[Document excerpt — start]
Survival increased by 2.2% per year, (26% over the study period), particularly in juveniles, in which survival increased by 36%. This did not appear to be due to improvement in the condition of animals on admission; there was no change in proportions of animals dead or moribund on arrival, in admission weight, or in 48-h mortality over the study period. Nor did it appear to be due to progressive change in the proportions of adults, early litters, and late litters, since this was unaltered during the course of the study. Increased malnutrition admissions, associated with better survival, may have made a contribution. Without any other obvious factors, it appears that care at the centres is more successful. The RSPCA protocol has not significantly changed during the study period, however the individual experience and expertise of the staff there can only have improved, especially as wildlife care is a relatively recent field.

Reeve and Huijser report causation and seasonal variation similar those in our sample with deaths due to “unnatural causes” such as trauma predominating in the early part of the breeding season, and due to “natural causes” including malnutrition in the later part, and similar patterns were seen in the Jersey study (Reeve-personal communication, Molony 2007; Reeve and Huijser 1999). In our study, survival was greater in early litters than in late litters and adults. Orphan admissions were commoner in early than late litters (77% versus 23%), malnutrition admissions commoner in late than early litters (42% versus 4%) and commoner still in adults 53%. Late litter animals have to sustain a higher growth rate than early litters (Bunnell 2009) with a diminishing food supply, and thus being perhaps in a less healthy condition than orphans, be less likely to survive. The view that there is a high mortality in late litters related to an inability to reach adequate hibernation weight has been challenged by Bunnell (Bunnell 2009), but the higher mortality of late litters in our sample, and their tendency to malnutrition tend to support it. In adults, postpartum females are vulnerable to malnutrition (Jackson 2006) which would also explain the increased malnutrition later in the year. Likewise, trauma admissions, with relatively poorer survival, were commonest in adults (73% in adults, 27% in juveniles), which is consistent with their expected greater motility, thus greater exposure to unnatural threats.

Within admission groups, survival was independent of admission weight, endorsing Molony’s findings (Molony 2007). The tight clustering of admission weights around the mean, however, makes it less likely that such an association would be found. It is encouraging to those inclined to resuscitate animals of very low weight, that even those below 40 g had reasonable survival rates, but it is likely that some selection bias is present, especially as those arriving at very low weights and in poor condition are more likely to be euthanised within 48 h in accordance with RSPCA protocol.

Mortality of adult animals diminished across the breeding season. This may reflect the diminishing effect of trauma, which declines as the year goes on, as male adults cease to roam in search of mates (Reeve 1982). Mortality of juveniles increased throughout the breeding season. This may reflect a transition from early litter orphan admissions with better survival to late litter malnutrition admissions associated with higher mortality.


This study shows a substantial improvement in survival of admitted animals over time. These results demonstrate the success of current methods of care and treatment at the RSPCA, particularly in early litters and adults. The relatively poorer survival of later litters would be a useful area for further study.

Robust evidence is presented of a bimodal population of juveniles over the breeding season. This appears to support arguments that a proportion of hedgehogs in Britain have 2 litters, though the evidence is indirect.

The most intriguing finding is that admissions were found to have increased substantially over time despite simultaneous decreases in overall population. Greater public awareness of WRCs, and increased proximity of hedgehogs to populated areas due to habitat loss are possible explanations, but further study is required.
[Document excerpt — finish]
[Provided data — start]
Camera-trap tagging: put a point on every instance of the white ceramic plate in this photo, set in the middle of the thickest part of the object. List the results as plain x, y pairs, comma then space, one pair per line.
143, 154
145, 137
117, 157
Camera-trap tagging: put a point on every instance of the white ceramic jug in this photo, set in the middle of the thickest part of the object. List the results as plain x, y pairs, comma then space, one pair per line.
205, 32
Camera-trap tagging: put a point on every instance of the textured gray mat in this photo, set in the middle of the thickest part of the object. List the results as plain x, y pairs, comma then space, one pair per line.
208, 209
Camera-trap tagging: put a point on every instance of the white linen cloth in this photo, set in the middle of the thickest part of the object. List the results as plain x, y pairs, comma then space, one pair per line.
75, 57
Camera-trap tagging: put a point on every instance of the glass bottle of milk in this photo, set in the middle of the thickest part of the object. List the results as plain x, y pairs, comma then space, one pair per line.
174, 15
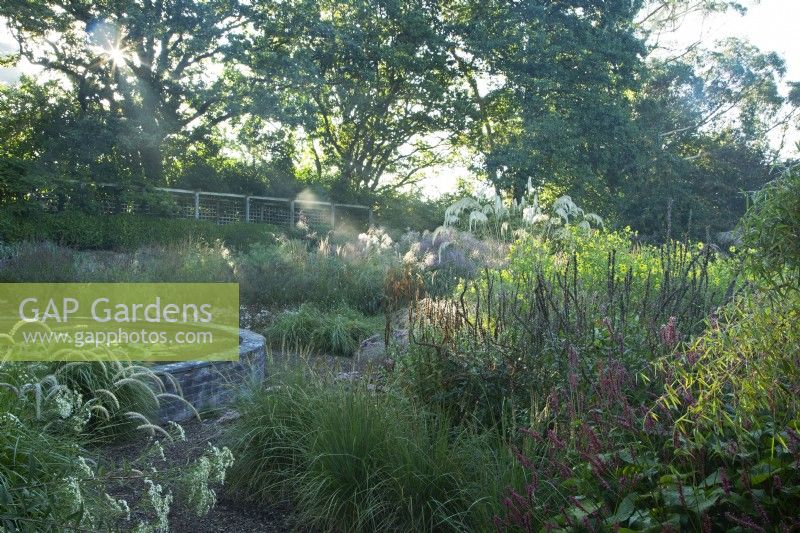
[Provided data — finish]
■ Your goal:
List every distinct source that the text on hedgehog admissions cites with a year of publication, giving each as author(s) and year.

■ Response box:
- Molony 2007
- Reeve and Huijser 1999
- Bunnell 2009
- Jackson 2006
- Reeve 1982